◆ Goal:
Render all of the data below as a Markdown table with two columns, Row and Line: give each line its row number and skip any blank lines.

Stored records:
--------------------------------------------------
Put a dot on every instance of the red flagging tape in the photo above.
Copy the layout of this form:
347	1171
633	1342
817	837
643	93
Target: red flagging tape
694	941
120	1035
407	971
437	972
--------------------------------------------------
◆ Exercise result:
| Row | Line |
|---|---|
| 1 | Put a dot on every instance of the red flagging tape in the photo above. |
| 2 | Copy the layout of this form: |
| 3 | 347	1171 |
| 4 | 633	1342 |
| 5 | 817	837 |
| 6 | 643	93 |
| 7 | Target: red flagging tape |
| 8 | 694	941 |
| 9 | 120	1035 |
| 10 | 407	971 |
| 11 | 437	972 |